Beginning with the line containing "# pick out each" and ending at the last line of the records, transcribe each line exactly. Do not include pictures.

### Supplied information

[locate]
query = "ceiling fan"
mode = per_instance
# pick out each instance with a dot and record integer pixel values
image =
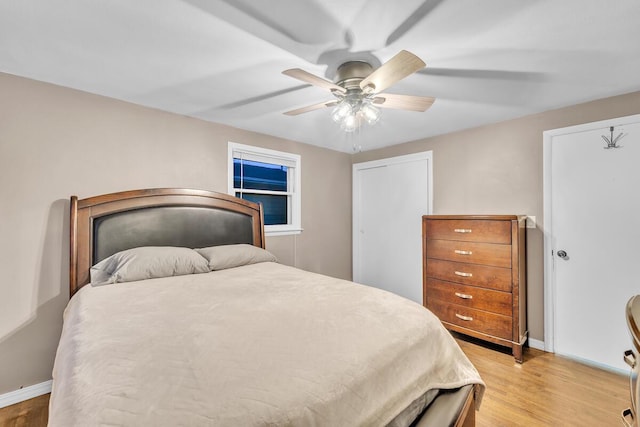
(358, 90)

######

**Solution to this exercise:**
# pick out each instance with a dot and record integer pixel values
image =
(358, 90)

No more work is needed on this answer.